*What this task involves*:
Render every line of the listing below as a JSON list of strings, one string per line, omitting blank lines. Leave the pictures out of your answer.

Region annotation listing

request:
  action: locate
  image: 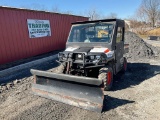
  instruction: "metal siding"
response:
[0,7,88,64]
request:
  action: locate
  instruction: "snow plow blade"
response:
[31,69,104,112]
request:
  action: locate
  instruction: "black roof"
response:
[72,19,124,24]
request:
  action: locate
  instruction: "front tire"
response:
[98,67,113,91]
[55,63,65,74]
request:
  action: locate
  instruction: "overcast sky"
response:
[0,0,141,18]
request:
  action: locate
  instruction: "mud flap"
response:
[31,70,104,112]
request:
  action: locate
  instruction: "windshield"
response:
[68,22,114,43]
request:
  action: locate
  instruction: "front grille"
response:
[74,53,84,60]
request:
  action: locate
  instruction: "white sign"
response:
[27,19,51,38]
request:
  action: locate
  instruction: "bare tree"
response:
[85,8,101,20]
[139,0,160,27]
[105,13,117,19]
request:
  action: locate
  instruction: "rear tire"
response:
[98,67,113,91]
[55,63,65,74]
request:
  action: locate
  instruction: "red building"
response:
[0,7,88,64]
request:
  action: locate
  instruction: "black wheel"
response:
[98,67,113,91]
[122,57,127,73]
[55,63,65,74]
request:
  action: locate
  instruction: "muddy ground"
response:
[0,32,160,120]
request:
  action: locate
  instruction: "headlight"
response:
[69,53,73,58]
[90,55,94,60]
[96,55,100,59]
[78,54,82,58]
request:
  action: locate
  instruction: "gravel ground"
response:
[0,33,160,120]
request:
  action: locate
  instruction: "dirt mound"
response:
[125,32,159,60]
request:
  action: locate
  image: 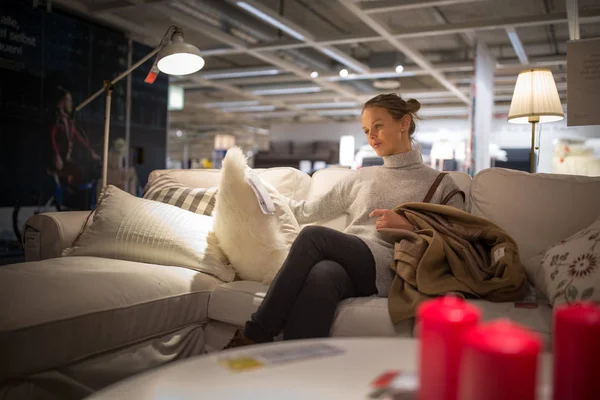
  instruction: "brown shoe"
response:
[223,329,256,350]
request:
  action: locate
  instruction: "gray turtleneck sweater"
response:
[289,150,465,297]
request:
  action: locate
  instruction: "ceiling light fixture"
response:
[317,108,360,117]
[294,101,358,110]
[236,1,304,41]
[319,47,367,73]
[252,86,321,96]
[202,100,259,108]
[221,106,276,113]
[202,68,280,79]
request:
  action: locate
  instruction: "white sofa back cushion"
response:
[63,185,235,282]
[148,167,312,200]
[471,168,600,267]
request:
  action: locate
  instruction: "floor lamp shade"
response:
[508,68,565,173]
[156,32,204,75]
[508,68,564,124]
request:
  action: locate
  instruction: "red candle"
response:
[417,296,480,400]
[459,320,542,400]
[553,303,600,400]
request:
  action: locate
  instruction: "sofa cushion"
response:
[142,174,217,215]
[208,281,269,326]
[467,300,552,349]
[208,281,413,336]
[0,257,220,381]
[148,167,311,200]
[63,185,235,282]
[471,168,600,282]
[331,296,414,337]
[307,167,356,231]
[536,218,600,307]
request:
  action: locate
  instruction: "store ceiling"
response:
[53,0,600,136]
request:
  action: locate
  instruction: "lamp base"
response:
[529,117,540,174]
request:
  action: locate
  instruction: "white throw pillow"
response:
[214,147,300,285]
[63,185,235,282]
[537,218,600,306]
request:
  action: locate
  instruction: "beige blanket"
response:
[381,203,527,324]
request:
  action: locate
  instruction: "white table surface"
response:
[88,338,551,400]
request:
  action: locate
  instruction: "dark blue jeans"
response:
[244,226,377,343]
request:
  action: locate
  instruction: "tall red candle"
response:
[417,296,480,400]
[553,303,600,400]
[459,320,542,400]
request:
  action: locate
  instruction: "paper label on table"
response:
[493,247,506,264]
[220,343,344,371]
[367,370,419,400]
[23,232,41,260]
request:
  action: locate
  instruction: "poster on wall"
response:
[567,37,600,126]
[0,0,168,216]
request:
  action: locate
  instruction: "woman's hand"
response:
[54,154,64,171]
[369,209,415,231]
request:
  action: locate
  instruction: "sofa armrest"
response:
[23,211,90,261]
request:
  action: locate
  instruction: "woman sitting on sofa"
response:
[226,94,464,348]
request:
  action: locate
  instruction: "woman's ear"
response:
[400,114,411,132]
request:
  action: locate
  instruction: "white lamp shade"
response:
[508,68,565,124]
[340,135,354,167]
[157,34,204,75]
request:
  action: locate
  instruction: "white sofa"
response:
[0,168,600,399]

*Written reply*:
[
  "request:",
  "  action: locate",
  "  image: ",
  "  instruction: \"metal siding\"",
  "response:",
  "[0,7,88,64]",
  "request:",
  "  action: locate",
  "  instruction: \"snow plow blade\"",
  "response:",
  "[31,69,104,112]",
  "request:",
  "  action: locate",
  "  instruction: \"black roof\"",
  "response:",
  "[72,19,124,24]",
  "request:",
  "  action: locate",
  "  instruction: \"front tire\"",
  "response:",
  "[98,67,113,91]",
  "[55,63,65,74]",
  "request:",
  "  action: locate",
  "  instruction: \"overcast sky\"",
  "response:",
  "[0,0,141,18]",
  "request:",
  "  action: locate",
  "  instruction: \"mud flap\"",
  "response:",
  "[31,70,104,112]",
  "request:",
  "  action: locate",
  "  instruction: \"windshield\"",
  "response:",
  "[68,22,114,43]",
  "request:",
  "  action: locate",
  "  instruction: \"front grille\"",
  "response:",
  "[74,53,84,60]",
  "request:",
  "  action: locate",
  "  instruction: \"white sign\"",
  "response:",
  "[27,19,51,38]",
  "request:",
  "  action: locate",
  "  instruction: \"bare tree\"",
  "response:",
  "[85,8,101,20]",
  "[139,0,160,27]",
  "[105,13,117,19]",
  "request:",
  "  action: locate",
  "  instruction: \"rear tire\"",
  "response:",
  "[98,67,113,91]",
  "[55,63,65,74]",
  "request:",
  "  action: locate",
  "  instruction: \"red building\"",
  "response:",
  "[0,7,88,64]",
  "request:",
  "  action: locate",
  "  instruction: \"black wheel\"",
  "response:",
  "[98,67,113,91]",
  "[122,57,127,73]",
  "[55,63,65,74]",
  "request:",
  "  action: locate",
  "  instruction: \"muddy ground\"",
  "response:",
  "[0,32,160,120]",
  "request:",
  "  action: locate",
  "  instruction: \"headlight\"",
  "response:",
  "[69,53,73,58]",
  "[90,55,94,60]",
  "[96,55,100,59]",
  "[78,54,82,58]",
  "request:",
  "  action: locate",
  "  instruction: \"gravel ground\"",
  "response:",
  "[0,33,160,120]",
  "request:",
  "  action: locate",
  "  instruction: \"dirt mound\"",
  "response:",
  "[125,32,159,60]",
  "request:",
  "  action: locate",
  "  image: ",
  "  instruction: \"brown shoe\"",
  "response:",
  "[223,329,256,350]",
  "request:",
  "  action: locate",
  "  instruction: \"gray turtleneck sweater\"",
  "response:",
  "[289,150,465,297]",
  "request:",
  "  action: locate",
  "  instruction: \"ceiling light fixture\"",
  "response:",
  "[317,108,360,117]",
  "[294,101,358,110]",
  "[236,1,304,41]",
  "[319,47,367,73]",
  "[252,86,321,96]",
  "[202,100,259,108]",
  "[221,106,276,113]",
  "[202,68,280,79]",
  "request:",
  "  action: locate",
  "  instruction: \"white sofa back cushion\"",
  "response:",
  "[63,185,235,282]",
  "[148,167,312,200]",
  "[471,168,600,267]",
  "request:",
  "  action: locate",
  "  instruction: \"floor lamp shade\"",
  "response:",
  "[508,68,565,173]",
  "[156,32,204,75]",
  "[508,68,564,124]",
  "request:",
  "  action: locate",
  "  instruction: \"red candle\"",
  "response:",
  "[417,296,480,400]",
  "[459,320,542,400]",
  "[553,303,600,400]",
  "request:",
  "  action: locate",
  "  instruction: \"sofa cushion\"",
  "response:",
  "[142,174,217,215]",
  "[208,281,269,326]",
  "[467,300,552,349]",
  "[208,281,413,336]",
  "[0,257,220,381]",
  "[148,167,311,200]",
  "[63,185,235,282]",
  "[471,168,600,282]",
  "[331,296,414,337]",
  "[307,167,356,231]",
  "[536,218,600,307]",
  "request:",
  "  action: locate",
  "  instruction: \"store ceiling\"",
  "response:",
  "[53,0,600,136]",
  "request:",
  "  action: locate",
  "  instruction: \"lamp base\"",
  "response:",
  "[529,117,540,174]",
  "request:",
  "  action: locate",
  "  instruction: \"white throw pillow\"",
  "response:",
  "[214,147,300,285]",
  "[63,185,235,282]",
  "[537,218,600,306]",
  "request:",
  "  action: locate",
  "  instruction: \"beige blanket\"",
  "response:",
  "[381,203,527,324]",
  "request:",
  "  action: locate",
  "  instruction: \"white table surface\"",
  "response:",
  "[88,338,551,400]",
  "request:",
  "  action: locate",
  "  instruction: \"dark blue jeans\"",
  "response:",
  "[244,226,377,343]",
  "request:",
  "  action: locate",
  "  instruction: \"tall red candle\"",
  "response:",
  "[417,296,480,400]",
  "[553,303,600,400]",
  "[459,320,542,400]",
  "request:",
  "  action: locate",
  "  instruction: \"paper label on table\"",
  "response:",
  "[493,247,506,264]",
  "[220,343,344,371]",
  "[367,370,419,400]",
  "[23,232,41,260]",
  "request:",
  "  action: locate",
  "  instruction: \"poster on wall\"",
  "response:",
  "[567,37,600,126]",
  "[0,0,168,216]",
  "request:",
  "  action: locate",
  "  instruction: \"woman's hand\"",
  "response:",
  "[54,154,64,171]",
  "[369,209,415,231]",
  "request:",
  "  action: locate",
  "  instruction: \"sofa armrest\"",
  "response:",
  "[23,211,90,261]",
  "request:",
  "  action: locate",
  "  instruction: \"woman sitting on sofa\"",
  "response:",
  "[226,94,464,348]",
  "request:",
  "  action: locate",
  "  instruction: \"woman's ear\"",
  "response:",
  "[400,114,411,132]",
  "request:",
  "  action: locate",
  "  instruction: \"white lamp shade\"",
  "response:",
  "[508,68,565,124]",
  "[340,135,354,167]",
  "[157,34,204,75]",
  "request:",
  "  action: locate",
  "  instruction: \"white sofa\"",
  "response:",
  "[0,168,600,399]"
]